● **To do**: Find the line containing "spot the tilled earth", then return it and every line after it through the end of the records, exactly. Leave out pictures.

● **Data provided**:
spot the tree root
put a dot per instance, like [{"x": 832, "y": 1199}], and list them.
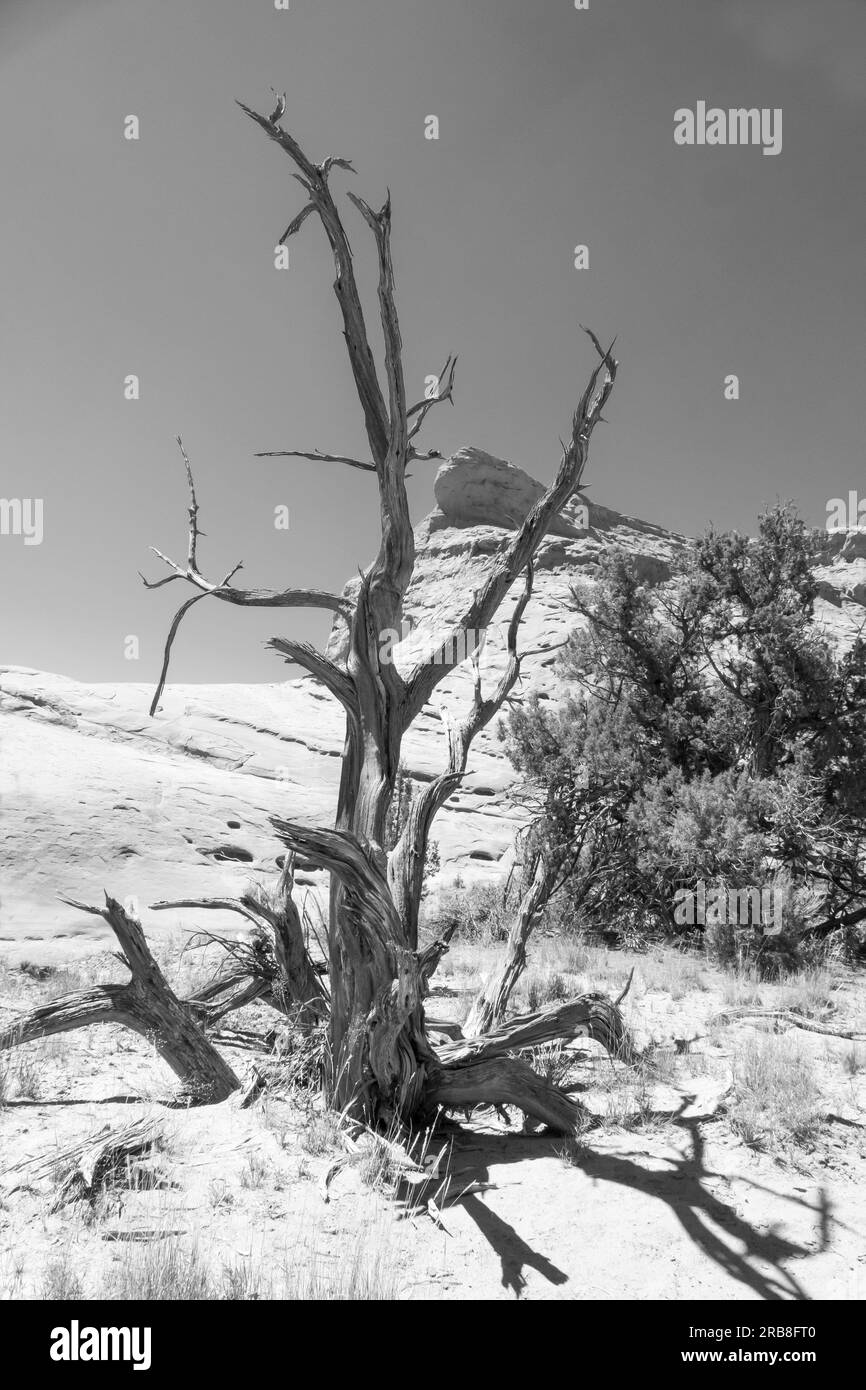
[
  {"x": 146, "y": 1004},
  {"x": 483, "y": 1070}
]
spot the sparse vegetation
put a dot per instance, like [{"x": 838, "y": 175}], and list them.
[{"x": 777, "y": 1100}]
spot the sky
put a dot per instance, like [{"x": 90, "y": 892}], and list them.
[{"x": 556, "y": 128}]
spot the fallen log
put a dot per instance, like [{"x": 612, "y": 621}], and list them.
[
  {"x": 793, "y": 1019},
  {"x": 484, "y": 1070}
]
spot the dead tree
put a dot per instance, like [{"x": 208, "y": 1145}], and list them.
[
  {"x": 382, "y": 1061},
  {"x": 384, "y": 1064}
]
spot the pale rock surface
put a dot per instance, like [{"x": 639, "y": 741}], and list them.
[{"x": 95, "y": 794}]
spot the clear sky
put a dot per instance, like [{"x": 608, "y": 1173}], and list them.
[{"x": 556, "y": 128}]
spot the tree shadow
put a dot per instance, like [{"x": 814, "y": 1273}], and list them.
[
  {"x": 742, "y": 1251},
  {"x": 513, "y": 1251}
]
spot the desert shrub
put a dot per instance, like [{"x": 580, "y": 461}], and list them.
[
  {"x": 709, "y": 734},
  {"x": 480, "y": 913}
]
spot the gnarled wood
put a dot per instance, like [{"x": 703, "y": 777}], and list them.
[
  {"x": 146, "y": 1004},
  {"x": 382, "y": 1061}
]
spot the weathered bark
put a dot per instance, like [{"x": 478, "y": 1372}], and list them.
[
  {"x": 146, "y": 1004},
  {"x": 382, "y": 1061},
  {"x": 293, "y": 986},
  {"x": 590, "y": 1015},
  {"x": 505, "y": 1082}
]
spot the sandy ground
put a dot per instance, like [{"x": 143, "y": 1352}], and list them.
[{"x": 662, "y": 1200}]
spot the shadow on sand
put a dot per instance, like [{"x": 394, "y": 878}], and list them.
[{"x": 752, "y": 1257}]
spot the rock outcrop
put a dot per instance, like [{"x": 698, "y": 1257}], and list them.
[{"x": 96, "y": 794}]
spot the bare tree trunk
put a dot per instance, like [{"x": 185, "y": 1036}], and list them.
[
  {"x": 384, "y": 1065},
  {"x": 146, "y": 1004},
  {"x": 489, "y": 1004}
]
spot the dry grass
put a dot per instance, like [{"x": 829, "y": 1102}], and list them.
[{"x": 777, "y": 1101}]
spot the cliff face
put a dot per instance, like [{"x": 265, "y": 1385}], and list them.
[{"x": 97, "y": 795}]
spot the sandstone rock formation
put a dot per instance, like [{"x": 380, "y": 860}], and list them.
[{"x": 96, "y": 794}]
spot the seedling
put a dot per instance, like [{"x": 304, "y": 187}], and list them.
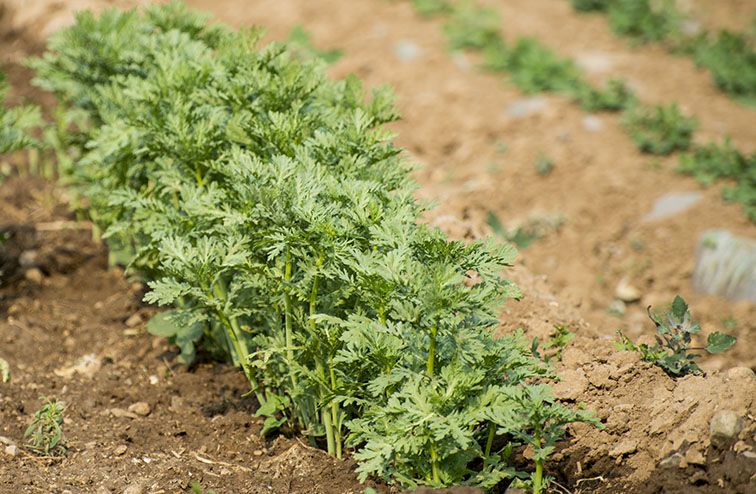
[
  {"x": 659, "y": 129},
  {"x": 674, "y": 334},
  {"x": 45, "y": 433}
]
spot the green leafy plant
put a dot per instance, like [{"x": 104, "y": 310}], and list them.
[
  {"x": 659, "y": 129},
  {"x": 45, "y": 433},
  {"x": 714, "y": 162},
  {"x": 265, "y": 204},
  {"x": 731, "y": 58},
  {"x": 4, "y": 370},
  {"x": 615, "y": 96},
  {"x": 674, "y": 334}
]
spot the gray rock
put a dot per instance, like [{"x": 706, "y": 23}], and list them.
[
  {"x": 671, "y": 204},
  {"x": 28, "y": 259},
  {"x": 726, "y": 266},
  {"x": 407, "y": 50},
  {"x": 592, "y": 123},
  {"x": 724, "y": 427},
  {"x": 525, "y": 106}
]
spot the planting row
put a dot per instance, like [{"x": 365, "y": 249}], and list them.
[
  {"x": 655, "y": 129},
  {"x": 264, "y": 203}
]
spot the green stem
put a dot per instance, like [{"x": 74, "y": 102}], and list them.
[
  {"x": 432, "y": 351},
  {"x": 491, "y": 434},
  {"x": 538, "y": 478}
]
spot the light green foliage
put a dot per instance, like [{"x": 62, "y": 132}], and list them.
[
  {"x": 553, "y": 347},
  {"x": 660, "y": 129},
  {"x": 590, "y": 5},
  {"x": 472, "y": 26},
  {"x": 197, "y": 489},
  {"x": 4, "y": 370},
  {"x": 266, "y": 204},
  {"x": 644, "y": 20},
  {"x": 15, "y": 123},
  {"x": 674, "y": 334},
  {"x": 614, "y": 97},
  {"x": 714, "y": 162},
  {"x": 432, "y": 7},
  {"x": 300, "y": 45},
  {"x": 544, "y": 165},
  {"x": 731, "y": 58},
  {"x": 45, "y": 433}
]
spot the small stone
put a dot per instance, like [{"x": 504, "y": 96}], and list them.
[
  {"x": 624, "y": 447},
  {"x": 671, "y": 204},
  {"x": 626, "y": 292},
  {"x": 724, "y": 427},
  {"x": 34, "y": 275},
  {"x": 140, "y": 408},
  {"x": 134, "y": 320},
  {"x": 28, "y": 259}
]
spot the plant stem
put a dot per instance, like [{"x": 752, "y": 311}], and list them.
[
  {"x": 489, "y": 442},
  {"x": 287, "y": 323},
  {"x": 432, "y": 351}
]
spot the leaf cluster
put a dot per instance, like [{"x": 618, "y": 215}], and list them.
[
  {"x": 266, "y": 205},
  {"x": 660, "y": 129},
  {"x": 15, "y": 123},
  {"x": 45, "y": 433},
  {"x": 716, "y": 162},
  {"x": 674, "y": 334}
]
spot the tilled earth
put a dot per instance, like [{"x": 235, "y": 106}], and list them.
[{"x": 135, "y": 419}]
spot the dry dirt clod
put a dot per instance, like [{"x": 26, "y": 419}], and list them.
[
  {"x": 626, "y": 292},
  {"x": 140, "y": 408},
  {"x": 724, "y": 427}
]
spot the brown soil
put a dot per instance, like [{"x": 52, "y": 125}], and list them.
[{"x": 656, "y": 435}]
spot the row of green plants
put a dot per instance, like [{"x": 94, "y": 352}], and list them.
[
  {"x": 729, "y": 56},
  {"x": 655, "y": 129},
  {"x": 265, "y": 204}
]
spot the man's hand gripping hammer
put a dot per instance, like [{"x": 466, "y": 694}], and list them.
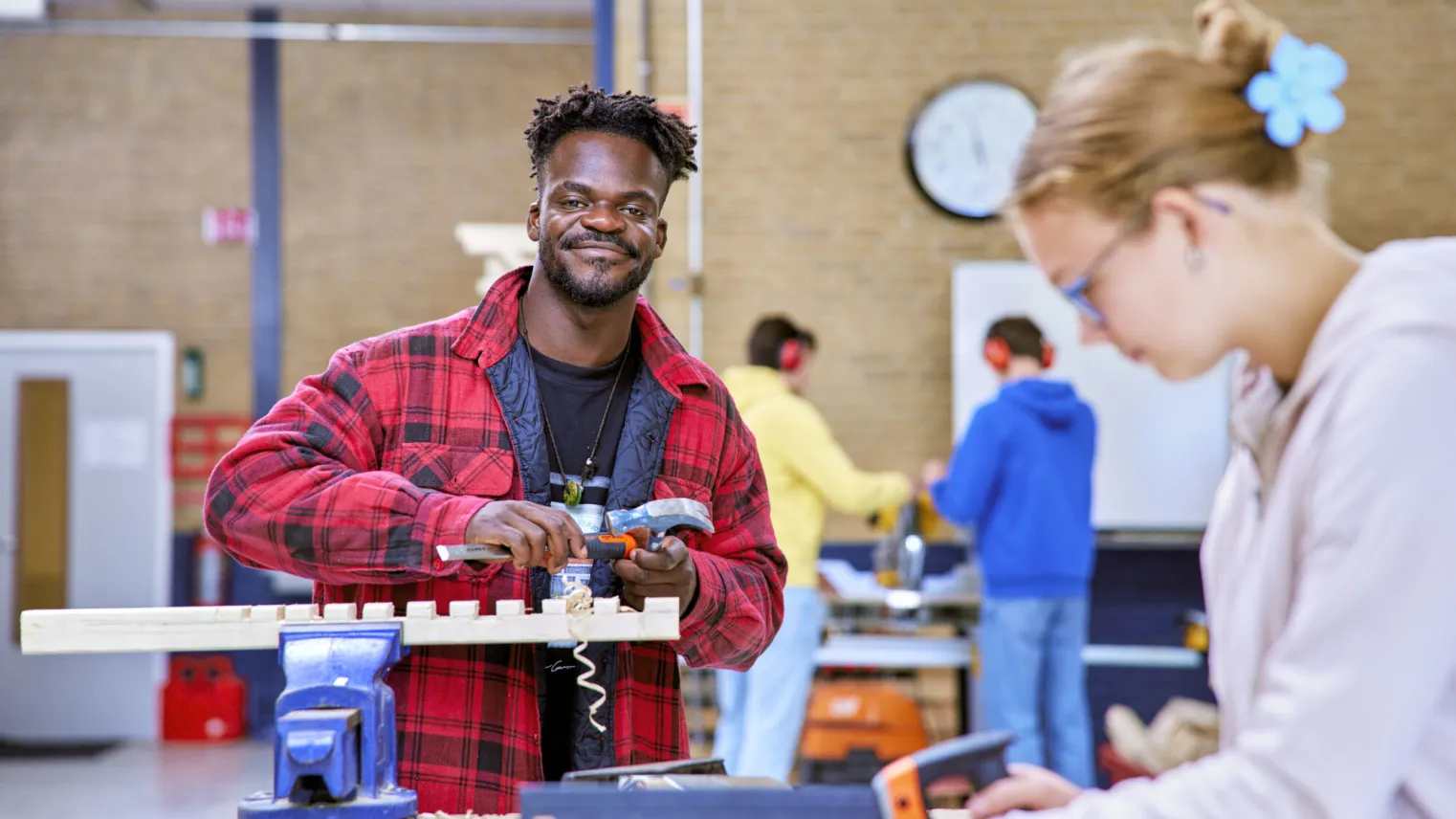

● **Solution**:
spot the tilled earth
put a dot per instance, like [{"x": 235, "y": 106}], and list them.
[{"x": 135, "y": 419}]
spot the dry dirt clod
put a dot per instance, like [{"x": 26, "y": 419}], and list them.
[
  {"x": 626, "y": 292},
  {"x": 140, "y": 408},
  {"x": 724, "y": 427}
]
spot the brown soil
put a dot per instance, like [{"x": 52, "y": 125}], and list them.
[{"x": 656, "y": 435}]
spot the row of green plants
put a dot per instance, like [{"x": 94, "y": 352}], and list them.
[
  {"x": 729, "y": 56},
  {"x": 655, "y": 129},
  {"x": 265, "y": 204}
]
spot the man's hand gripping hammer
put a dot per instance, like [{"x": 466, "y": 694}], and list them.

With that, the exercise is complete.